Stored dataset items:
————

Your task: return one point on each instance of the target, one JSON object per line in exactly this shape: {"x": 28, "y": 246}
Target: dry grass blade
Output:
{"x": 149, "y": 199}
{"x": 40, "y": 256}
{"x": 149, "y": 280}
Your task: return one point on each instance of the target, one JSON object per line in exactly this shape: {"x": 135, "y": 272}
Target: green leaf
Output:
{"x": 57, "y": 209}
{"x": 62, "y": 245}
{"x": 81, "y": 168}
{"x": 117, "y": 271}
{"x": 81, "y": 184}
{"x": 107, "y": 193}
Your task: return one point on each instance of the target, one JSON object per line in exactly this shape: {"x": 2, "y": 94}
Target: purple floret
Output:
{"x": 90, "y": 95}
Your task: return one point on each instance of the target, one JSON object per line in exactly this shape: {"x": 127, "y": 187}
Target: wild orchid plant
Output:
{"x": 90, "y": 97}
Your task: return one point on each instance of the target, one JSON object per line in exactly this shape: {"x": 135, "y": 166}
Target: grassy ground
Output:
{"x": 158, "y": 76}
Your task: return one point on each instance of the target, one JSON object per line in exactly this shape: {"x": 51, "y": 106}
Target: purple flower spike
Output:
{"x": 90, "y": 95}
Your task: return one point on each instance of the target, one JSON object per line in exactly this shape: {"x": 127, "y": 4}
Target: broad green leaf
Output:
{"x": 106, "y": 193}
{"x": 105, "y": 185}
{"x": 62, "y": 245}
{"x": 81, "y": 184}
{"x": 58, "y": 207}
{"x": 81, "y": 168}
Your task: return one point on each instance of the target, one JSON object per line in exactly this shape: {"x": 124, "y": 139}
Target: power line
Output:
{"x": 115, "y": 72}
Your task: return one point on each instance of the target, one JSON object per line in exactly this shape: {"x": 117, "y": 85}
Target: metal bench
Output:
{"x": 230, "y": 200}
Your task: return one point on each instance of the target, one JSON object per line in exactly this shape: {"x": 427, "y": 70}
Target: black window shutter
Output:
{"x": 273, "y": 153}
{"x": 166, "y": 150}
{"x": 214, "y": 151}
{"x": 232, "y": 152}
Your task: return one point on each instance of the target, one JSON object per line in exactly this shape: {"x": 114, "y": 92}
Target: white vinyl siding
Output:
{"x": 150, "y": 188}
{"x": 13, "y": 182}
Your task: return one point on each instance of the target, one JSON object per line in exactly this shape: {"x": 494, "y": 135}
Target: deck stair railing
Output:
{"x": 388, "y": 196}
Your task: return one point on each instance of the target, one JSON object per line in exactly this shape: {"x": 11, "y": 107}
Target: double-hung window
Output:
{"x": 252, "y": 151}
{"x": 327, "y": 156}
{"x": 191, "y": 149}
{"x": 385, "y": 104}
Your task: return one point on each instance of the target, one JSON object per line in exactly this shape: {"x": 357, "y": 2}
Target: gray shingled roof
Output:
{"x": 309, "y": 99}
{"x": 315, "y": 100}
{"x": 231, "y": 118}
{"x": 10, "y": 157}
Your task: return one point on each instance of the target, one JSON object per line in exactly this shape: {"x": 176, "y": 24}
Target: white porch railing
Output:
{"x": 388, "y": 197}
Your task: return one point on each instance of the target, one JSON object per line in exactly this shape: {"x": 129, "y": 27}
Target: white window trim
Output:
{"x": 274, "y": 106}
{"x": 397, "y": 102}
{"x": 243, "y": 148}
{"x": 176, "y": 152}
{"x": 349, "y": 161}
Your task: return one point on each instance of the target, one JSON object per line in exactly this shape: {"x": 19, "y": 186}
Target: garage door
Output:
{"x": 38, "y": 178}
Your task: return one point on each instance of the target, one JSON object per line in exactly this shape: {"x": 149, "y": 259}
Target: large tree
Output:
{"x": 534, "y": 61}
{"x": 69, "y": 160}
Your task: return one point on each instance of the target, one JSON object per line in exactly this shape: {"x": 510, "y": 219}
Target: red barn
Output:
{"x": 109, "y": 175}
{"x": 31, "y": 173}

————

* _TASK REQUIREMENTS_
What is needed here is an exact reproduction of all the entries.

* _EXERCISE OUTPUT_
Your task: return one point on each instance of the target, one JSON object per line in exactly this shape: {"x": 28, "y": 246}
Target: dry grass blade
Output:
{"x": 149, "y": 199}
{"x": 40, "y": 256}
{"x": 149, "y": 280}
Your task: return one point on each instance of the target, one JSON object per line in exactly this shape: {"x": 135, "y": 272}
Target: green leaf
Output:
{"x": 57, "y": 209}
{"x": 62, "y": 245}
{"x": 81, "y": 168}
{"x": 117, "y": 271}
{"x": 81, "y": 184}
{"x": 107, "y": 193}
Your task: return one point on each instance of the target, one JSON object per line in exactly this shape: {"x": 2, "y": 94}
Target: purple floret
Output:
{"x": 90, "y": 95}
Your task: return one point on each instance of the target, one JSON object per line in exactly this shape: {"x": 127, "y": 187}
Target: wild orchid plant
Output:
{"x": 90, "y": 97}
Your task: return one point on each instance of the target, one JSON object per line in exactly this shape: {"x": 135, "y": 166}
Target: grassy ground
Output:
{"x": 158, "y": 76}
Your task: return one point on each instance of the target, one JSON object per line in exactly this shape: {"x": 51, "y": 106}
Target: purple flower spike
Output:
{"x": 90, "y": 95}
Your task: return one point on each instance of the target, one JSON object per line in exactly this shape: {"x": 127, "y": 4}
Target: broad green leaf
Output:
{"x": 106, "y": 193}
{"x": 105, "y": 185}
{"x": 62, "y": 245}
{"x": 81, "y": 184}
{"x": 58, "y": 207}
{"x": 81, "y": 168}
Your task: return one point on each instance of the target, one JSON object per line in exactly this shape: {"x": 124, "y": 139}
Target: power line
Output:
{"x": 115, "y": 72}
Your task: return one point on each instance of the target, one JSON object per line in exactly this shape: {"x": 117, "y": 85}
Target: metal bench
Output:
{"x": 230, "y": 200}
Your task: return one point on each instance of the target, one JSON object per line in exactly this shape: {"x": 427, "y": 70}
Target: black window shutter
Output:
{"x": 273, "y": 153}
{"x": 166, "y": 150}
{"x": 214, "y": 151}
{"x": 232, "y": 152}
Your task: return one point on each instance of the target, one JSON object per line in exactly this shape: {"x": 114, "y": 92}
Target: white vinyl siding
Output:
{"x": 150, "y": 188}
{"x": 13, "y": 182}
Your task: return one point on each instance of the target, one JSON object per line in exactly this shape: {"x": 494, "y": 135}
Target: deck stair railing
Output:
{"x": 388, "y": 196}
Your task: return one point on each instance of the target, one JSON object per line in exactly this shape: {"x": 11, "y": 107}
Target: double-hung window
Output:
{"x": 252, "y": 151}
{"x": 327, "y": 156}
{"x": 191, "y": 149}
{"x": 385, "y": 104}
Your task: return one point on each instance of the target, one JSON object per line in exactly this shape: {"x": 357, "y": 2}
Target: gray shingled roof
Output:
{"x": 309, "y": 99}
{"x": 315, "y": 100}
{"x": 231, "y": 118}
{"x": 10, "y": 157}
Your task: return one point on each instance of the target, one JSON object per line in exactly this shape: {"x": 176, "y": 24}
Target: white porch railing
Output:
{"x": 388, "y": 197}
Your task: return one point on each instance of the target, one JSON object per line in exactly this shape: {"x": 129, "y": 27}
Target: white window trim
Output:
{"x": 274, "y": 106}
{"x": 397, "y": 102}
{"x": 243, "y": 148}
{"x": 176, "y": 152}
{"x": 349, "y": 161}
Your task: return one point on each instance of the target, one JSON object per line in exactly this shape: {"x": 19, "y": 186}
Target: garage door
Output:
{"x": 38, "y": 178}
Your task: return one point on each instance of the target, one JSON object per line in exactly this shape: {"x": 149, "y": 259}
Target: large tree
Output:
{"x": 534, "y": 61}
{"x": 69, "y": 160}
Your task: return one point on each instance of the target, one JSON object per line in exactly this shape: {"x": 510, "y": 219}
Target: red barn
Output:
{"x": 109, "y": 175}
{"x": 31, "y": 173}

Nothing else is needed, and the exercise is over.